- [About this task]: Write out the listing from the line with "Would you kindly mark the snow-capped" to the line with "Would you kindly mark the gray", both lines included, exactly and nothing beyond. Leave pictures out.

(Beginning of Data section)

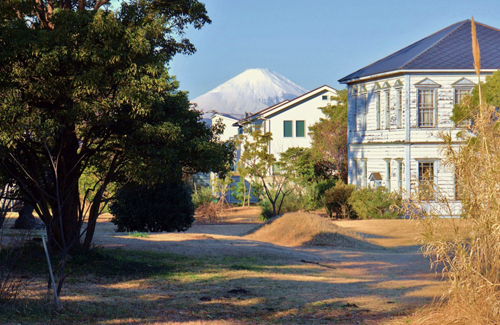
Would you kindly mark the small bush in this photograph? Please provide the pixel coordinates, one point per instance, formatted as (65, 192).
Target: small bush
(336, 200)
(267, 209)
(209, 212)
(292, 202)
(202, 195)
(162, 207)
(375, 203)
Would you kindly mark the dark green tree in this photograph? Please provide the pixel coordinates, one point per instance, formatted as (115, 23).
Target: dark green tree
(258, 163)
(84, 86)
(329, 139)
(160, 207)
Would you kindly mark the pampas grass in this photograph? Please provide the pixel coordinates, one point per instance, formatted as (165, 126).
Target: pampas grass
(471, 259)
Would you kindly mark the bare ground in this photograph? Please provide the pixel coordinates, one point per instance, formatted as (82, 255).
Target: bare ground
(376, 282)
(382, 279)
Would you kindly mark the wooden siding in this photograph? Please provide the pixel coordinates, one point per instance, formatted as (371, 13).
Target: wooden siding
(411, 143)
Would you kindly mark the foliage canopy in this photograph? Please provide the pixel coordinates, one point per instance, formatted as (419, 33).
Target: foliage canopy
(84, 86)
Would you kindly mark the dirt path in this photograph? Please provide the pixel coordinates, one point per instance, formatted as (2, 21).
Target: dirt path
(376, 283)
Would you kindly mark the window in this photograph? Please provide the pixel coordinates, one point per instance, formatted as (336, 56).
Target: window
(400, 175)
(354, 173)
(355, 110)
(426, 108)
(377, 111)
(287, 129)
(363, 114)
(299, 129)
(388, 174)
(461, 93)
(364, 173)
(399, 108)
(426, 180)
(387, 110)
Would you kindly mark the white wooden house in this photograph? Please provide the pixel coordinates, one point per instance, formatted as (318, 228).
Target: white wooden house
(289, 121)
(399, 105)
(228, 120)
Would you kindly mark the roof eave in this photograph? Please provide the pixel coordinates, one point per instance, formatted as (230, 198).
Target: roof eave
(396, 72)
(298, 99)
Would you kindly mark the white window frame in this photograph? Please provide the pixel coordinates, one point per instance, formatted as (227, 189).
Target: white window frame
(427, 110)
(363, 114)
(355, 110)
(399, 108)
(464, 122)
(433, 179)
(387, 109)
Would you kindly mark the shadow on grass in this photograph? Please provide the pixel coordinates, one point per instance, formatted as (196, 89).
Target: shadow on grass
(138, 287)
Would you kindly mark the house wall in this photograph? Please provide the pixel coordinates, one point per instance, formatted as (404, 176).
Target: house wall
(408, 143)
(307, 110)
(230, 131)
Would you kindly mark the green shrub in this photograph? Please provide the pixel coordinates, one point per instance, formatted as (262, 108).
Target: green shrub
(162, 207)
(336, 200)
(375, 203)
(240, 192)
(293, 202)
(266, 212)
(202, 195)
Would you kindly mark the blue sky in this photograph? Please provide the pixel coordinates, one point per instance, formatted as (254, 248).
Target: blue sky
(313, 42)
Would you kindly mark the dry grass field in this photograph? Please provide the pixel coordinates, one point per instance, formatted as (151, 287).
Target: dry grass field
(299, 269)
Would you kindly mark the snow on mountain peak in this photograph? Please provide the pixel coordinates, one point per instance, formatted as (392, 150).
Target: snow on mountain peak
(250, 91)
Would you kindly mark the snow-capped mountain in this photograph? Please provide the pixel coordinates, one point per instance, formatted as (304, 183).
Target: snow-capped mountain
(249, 92)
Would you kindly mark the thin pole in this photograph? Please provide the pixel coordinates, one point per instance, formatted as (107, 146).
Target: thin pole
(50, 272)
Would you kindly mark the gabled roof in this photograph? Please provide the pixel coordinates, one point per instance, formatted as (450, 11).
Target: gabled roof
(286, 104)
(227, 116)
(447, 49)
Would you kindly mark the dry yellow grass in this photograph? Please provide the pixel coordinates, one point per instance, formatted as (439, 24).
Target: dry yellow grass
(298, 229)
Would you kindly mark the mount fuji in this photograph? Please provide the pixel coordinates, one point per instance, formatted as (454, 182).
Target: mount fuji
(248, 92)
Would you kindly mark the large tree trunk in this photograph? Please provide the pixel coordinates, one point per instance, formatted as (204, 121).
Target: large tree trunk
(65, 224)
(26, 220)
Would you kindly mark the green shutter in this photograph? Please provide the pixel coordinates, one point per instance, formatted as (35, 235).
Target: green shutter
(299, 129)
(287, 127)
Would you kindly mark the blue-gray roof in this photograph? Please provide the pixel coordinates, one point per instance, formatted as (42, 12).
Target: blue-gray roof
(449, 48)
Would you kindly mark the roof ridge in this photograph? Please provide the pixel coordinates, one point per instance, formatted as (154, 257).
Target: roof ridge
(460, 23)
(437, 42)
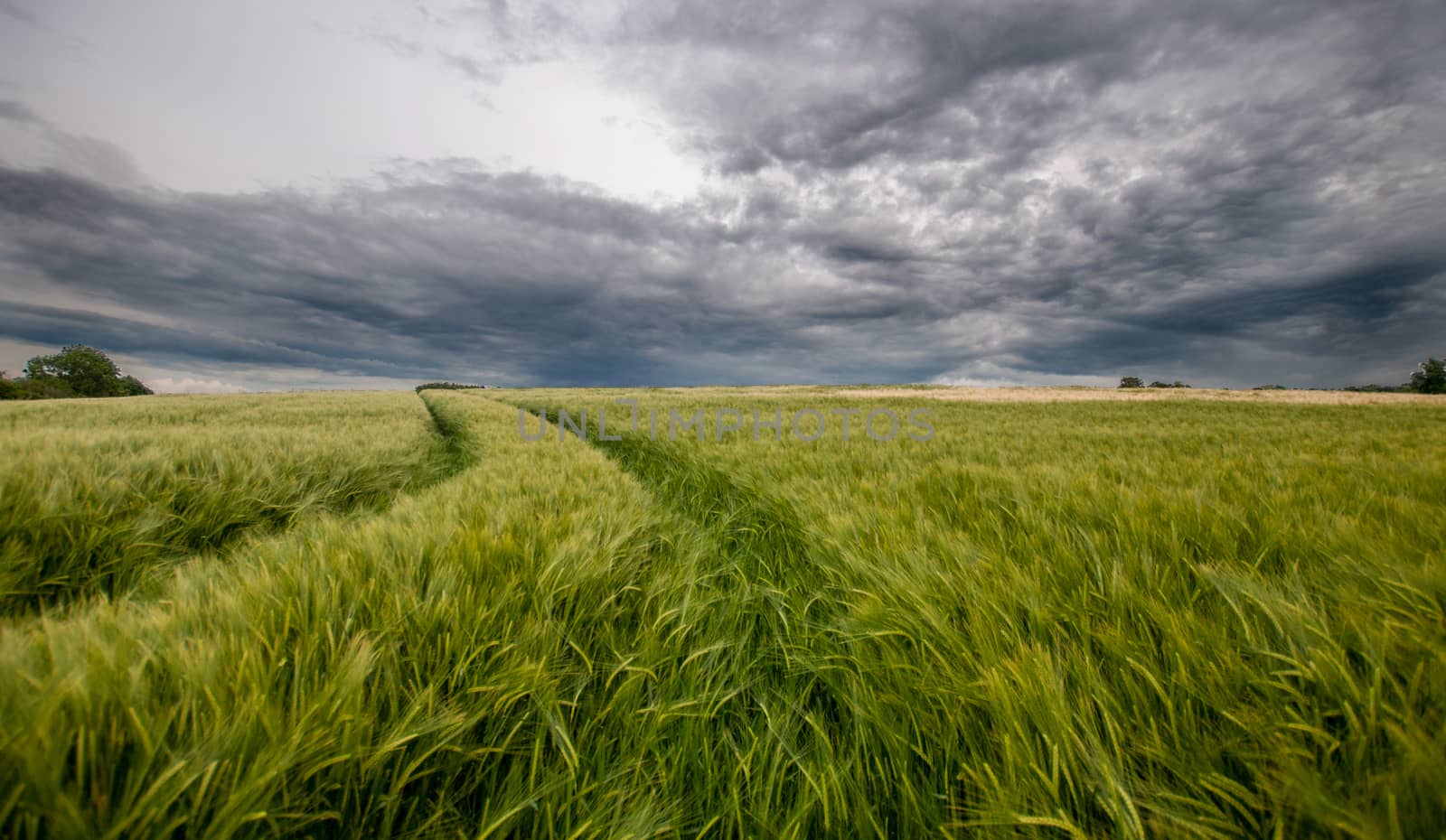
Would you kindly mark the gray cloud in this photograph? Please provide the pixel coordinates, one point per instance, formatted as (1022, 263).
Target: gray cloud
(1224, 192)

(End of Data section)

- [Answer box]:
Would you kindly mark the snow-capped mountain in this photograph? Please provide the pixel coordinates, one point per instance, formatted as (304, 183).
Target: snow-capped mountain
(249, 92)
Would you kindly mark the thin pole in this photograph? Please provide the pixel coordinates, one point per instance, formatted as (107, 146).
Target: thin pole
(50, 272)
Would you kindly mark the gabled roof in this photograph? Please provide the pixel coordinates, one point per instance, formatted as (450, 11).
Target: gabled roof
(286, 104)
(227, 116)
(447, 49)
Would you kindly mark the dry yellow grass in this photograph? Please provide the pixel coordinates, one point per instance, formatted as (439, 24).
Target: dry yellow grass
(298, 229)
Would you kindly mark the mount fuji in this photograph? Please provide the pixel coordinates, one point per instance, formatted as (454, 182).
Target: mount fuji
(248, 92)
Would you kindly mark the large tree trunk in this photograph? Please provide the pixel coordinates, one point per instance, formatted as (204, 121).
Target: large tree trunk
(65, 224)
(26, 220)
Would you kindly mark the green shutter in this photograph? Please provide the pixel coordinates, one point per instance, formatted as (35, 235).
Target: green shutter
(299, 129)
(287, 127)
Would you kindly mark the blue-gray roof in this photograph? Please provide the pixel coordinates, one point per instance, formatted as (42, 12).
Target: blue-gray roof
(449, 48)
Would you kindly mark the roof ridge in this photograph? Please provide the pixel coordinates, one point per instance, formatted as (154, 257).
Target: roof ridge
(460, 23)
(437, 42)
Would you kindly mark the gray cloud in this photograph? Please provide the pixel coordinates, one point per instance, formatted as (1022, 263).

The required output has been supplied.